▶ Consigne de travail: Dans le texte fourni, reformule en liste le paragraphe qui commence par « En cette année 1639 », sans perdre ses faits principaux.

▶ Texte fourni:
= = = = =
Saint Sébastien est allongé dans une pose semblable à celle du Christ déposé de la croix, la cuisse transpercée d'une flèche qu'Irène cherche à lui retirer.
« Toute la lumière se concentrera autour des mains de la jeune fille et de ce trait, et l'essentiel sera ce visage de la compassion, d'intense attention que montrera Irène. »
La Tour a trouvé ses modèles : le fils d'un voisin sera saint Sébastien ; Claude, sa fille, sera Irène ; Marthe, la fille d'une servante, sera le troisième personnage portant la lanterne qui éclairera la scène : « Je ne sais si c'est Claude ou Irène, son enfant ou son modèle, qu'il peint. »
Lorsque La Tour peint le tableau, Lunéville est en proie à la guerre entre le duché de Charles IV de Lorraine et le roi de France. Cette lutte engendre la misère et des incendies qui ravagent la ville, ne laissant que ruines et épidémies de peste.
« Je m'aperçois que la nuit, à la lueur d'une simple torche, d'un brasera ou d'une chandelle, tout s'apaise. La ferveur du jour s'est tue, notre frénésie ralentit, nos passions s'assagissent. Ne reste que l'essentiel, une main, un geste, un visage. de l'obscurité émerge une étrange vérité, celle de nos coeurs. »
L'apprenti Claude observe amoureusement la fille du peintre : « Claude a revêtu la robe destinée au tableau, ainsi que le voile qui couvre sa tête et ses épaules. Il est de la couleur préférée du maître, rouge. Son corset est modestement échancré, elle porte en dessous une chemise à plis fins et serrés. »
La Tour contemple son oeuvre terminée : « Ce matin, je suis heureux. Épuisé, mais heureux d'avoir réussi à traduire cette image venue me visiter au bord du sommeil. Merci Seigneur, d'avoir guidé ma main. »
Après un long voyage pour Paris, le grand jour est arrivé :
« Comment décrire le regard du roi lorsque le maître a retiré la pièce de tissu ? Ses traits sont restés impassibles, mais il a interrompu son geste, et son regard s'est figé. J'ai su alors que le Maitre avait gagné. »

En cette année 1639, le roi a effectivement reçu Georges de la Tour à Paris. Il demandera que l'on installe sur-le-champ le tableau dans sa chambre à coucher. L'artiste recevra la somme de mille livres et le titre de « peintre ordinaire du roi ».
= = = = =
[Enregistrements issus d'une collecte de données]
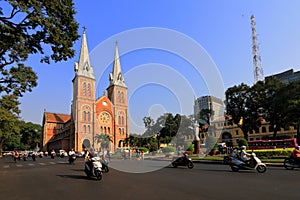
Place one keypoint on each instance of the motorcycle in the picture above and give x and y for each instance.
(253, 164)
(184, 160)
(25, 156)
(291, 163)
(104, 163)
(93, 168)
(72, 159)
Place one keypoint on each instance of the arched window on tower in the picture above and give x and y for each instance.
(84, 89)
(122, 97)
(88, 116)
(119, 97)
(84, 115)
(89, 89)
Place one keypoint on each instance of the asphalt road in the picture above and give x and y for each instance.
(49, 179)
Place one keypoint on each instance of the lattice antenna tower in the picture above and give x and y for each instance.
(257, 64)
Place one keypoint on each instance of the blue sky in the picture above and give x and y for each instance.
(163, 79)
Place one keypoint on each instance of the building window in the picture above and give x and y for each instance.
(89, 89)
(122, 98)
(84, 89)
(88, 116)
(119, 97)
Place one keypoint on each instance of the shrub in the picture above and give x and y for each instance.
(190, 147)
(243, 142)
(168, 149)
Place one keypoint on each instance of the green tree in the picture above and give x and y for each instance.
(9, 122)
(290, 102)
(270, 101)
(31, 27)
(237, 105)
= = = = =
▶ Réponse au problème:
- En 1639, le roi reçoit Georges de la Tour à Paris.
- Il fait installer le tableau sur-le-champ dans sa chambre à coucher.
- L'artiste obtient mille livres et le titre de « peintre ordinaire du roi ».